Words like 'sacrifice', 'pride' and so on try to put glory where there is none. Navy seals and their various colleagues from other countries should be a means of last resort (just like armies), unfortunately they find themselves (ab)used as blunt instruments of offence rather than as a way to defend their homelands.

I know a couple of vets, and if there is one thing they collectively agree on then it was that they were used. That's not going to happen to me, I won't let it.

3 comments

You just took the words "sacrifice" and "pride" out of context and used them to rebut an argument I didn't make. And, obviously, I didn't make an argument that it was wrong to object to service in the military.
> our country (and yours) wouldn't need to ask people to sacrifice that part of their humanity in service to their countrymen.

Sacrifice in that sentence indicates that we are asking those people to give up their humanity in our service, as if that is something that makes it heroic. Besides, I didn't ask them, and never would.

> You might find that while SEALs are happy to speak proudly what they've learned in basic training, not so many of them speak happily about what war forces them to do during deployment.

SEALs speak proudly of their basic training because they glorify a thing that I abhor: violence.

In both cases I think that that exact use of those words is what I have a problem with.

I'm not asking anybody to sacrifice themselves for me and I don't think Navy SEAl basic training is something to 'be proud of'.

Firemen, nurses, ambulance drivers, doctors, single moms working hard to feed and educate their kids have reasons to be proud. Navy SEALs in my book at least not so much, they are for the most part underpaid mercenaries. Of course they are painted as heroes by the government, otherwise how would you get young and intelligent people to set aside their reservations about the aims to which they are generally used.

Exercise directions. Reproduce the discussion starting with "SEALs speak proudly" and going on through "to 'be proud of'.", swapping "abhor" for "detest". Rely on the discussion alone.

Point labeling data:
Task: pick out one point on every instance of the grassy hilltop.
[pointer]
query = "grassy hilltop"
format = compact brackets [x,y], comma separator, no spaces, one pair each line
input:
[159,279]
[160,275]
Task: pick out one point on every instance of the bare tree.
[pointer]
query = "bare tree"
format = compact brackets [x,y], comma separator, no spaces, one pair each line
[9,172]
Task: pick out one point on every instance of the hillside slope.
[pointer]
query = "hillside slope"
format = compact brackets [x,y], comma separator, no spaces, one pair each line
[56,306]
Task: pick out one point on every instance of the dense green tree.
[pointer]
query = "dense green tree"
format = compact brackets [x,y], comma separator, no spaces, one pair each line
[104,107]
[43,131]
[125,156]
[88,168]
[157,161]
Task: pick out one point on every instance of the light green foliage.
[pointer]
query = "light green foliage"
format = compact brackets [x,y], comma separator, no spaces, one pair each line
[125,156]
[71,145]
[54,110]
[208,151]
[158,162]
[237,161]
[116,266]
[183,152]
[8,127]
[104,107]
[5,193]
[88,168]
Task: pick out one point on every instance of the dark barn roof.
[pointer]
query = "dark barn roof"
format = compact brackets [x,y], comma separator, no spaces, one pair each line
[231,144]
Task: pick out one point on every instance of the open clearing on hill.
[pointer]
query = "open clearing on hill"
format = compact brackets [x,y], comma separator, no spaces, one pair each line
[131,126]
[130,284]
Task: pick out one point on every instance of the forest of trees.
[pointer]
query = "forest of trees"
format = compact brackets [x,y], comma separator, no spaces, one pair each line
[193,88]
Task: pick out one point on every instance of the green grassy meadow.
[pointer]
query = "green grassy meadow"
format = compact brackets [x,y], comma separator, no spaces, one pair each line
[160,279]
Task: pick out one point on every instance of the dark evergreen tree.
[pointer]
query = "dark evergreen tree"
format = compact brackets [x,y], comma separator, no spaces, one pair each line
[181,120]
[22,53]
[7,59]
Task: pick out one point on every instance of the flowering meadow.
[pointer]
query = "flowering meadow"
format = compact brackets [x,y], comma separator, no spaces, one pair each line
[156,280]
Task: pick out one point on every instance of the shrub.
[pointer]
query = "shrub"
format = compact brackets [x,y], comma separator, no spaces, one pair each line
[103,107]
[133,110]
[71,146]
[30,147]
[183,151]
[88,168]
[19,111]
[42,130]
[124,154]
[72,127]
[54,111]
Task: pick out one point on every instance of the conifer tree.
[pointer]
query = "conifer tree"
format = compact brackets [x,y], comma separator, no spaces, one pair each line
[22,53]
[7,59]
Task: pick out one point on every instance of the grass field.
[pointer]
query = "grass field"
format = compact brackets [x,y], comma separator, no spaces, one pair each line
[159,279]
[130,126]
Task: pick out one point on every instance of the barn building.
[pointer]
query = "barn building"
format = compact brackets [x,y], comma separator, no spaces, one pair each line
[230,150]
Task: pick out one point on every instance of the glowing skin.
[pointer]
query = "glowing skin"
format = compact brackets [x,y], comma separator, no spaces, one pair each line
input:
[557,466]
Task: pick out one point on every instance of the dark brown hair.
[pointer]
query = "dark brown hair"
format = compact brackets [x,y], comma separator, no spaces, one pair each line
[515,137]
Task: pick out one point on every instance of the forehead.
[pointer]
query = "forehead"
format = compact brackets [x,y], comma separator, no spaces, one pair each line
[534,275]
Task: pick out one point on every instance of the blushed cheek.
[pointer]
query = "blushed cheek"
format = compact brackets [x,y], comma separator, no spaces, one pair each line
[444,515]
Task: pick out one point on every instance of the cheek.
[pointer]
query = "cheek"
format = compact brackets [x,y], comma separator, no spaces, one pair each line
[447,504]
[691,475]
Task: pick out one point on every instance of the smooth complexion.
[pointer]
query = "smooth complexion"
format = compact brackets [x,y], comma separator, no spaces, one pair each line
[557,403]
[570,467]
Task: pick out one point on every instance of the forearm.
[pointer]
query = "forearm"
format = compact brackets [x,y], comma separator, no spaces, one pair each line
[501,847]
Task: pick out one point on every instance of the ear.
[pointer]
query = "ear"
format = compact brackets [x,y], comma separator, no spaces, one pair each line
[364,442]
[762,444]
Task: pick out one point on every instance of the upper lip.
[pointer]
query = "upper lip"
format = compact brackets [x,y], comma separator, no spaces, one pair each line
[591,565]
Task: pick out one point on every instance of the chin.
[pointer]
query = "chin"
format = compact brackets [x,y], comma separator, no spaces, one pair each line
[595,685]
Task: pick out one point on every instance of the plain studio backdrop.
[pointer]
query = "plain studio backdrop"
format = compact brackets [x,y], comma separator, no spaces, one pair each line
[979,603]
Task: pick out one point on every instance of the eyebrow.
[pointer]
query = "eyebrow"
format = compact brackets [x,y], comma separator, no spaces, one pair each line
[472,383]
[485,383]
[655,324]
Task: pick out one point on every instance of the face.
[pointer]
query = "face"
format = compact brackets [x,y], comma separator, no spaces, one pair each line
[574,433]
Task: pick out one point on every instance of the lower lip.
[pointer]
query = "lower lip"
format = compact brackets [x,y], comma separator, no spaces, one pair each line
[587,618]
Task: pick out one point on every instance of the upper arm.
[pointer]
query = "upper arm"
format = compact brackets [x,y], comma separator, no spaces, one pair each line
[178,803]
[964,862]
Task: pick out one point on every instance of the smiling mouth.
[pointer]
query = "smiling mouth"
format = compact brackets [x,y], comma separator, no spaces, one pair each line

In response.
SEALs speak proudly of their basic training because they glorify a thing that I detest: violence.

In both cases I think that that exact use of those words is what I have a problem with.

I'm not asking anybody to sacrifice themselves for me and I don't think Navy SEAl basic training is something to 'be proud of'.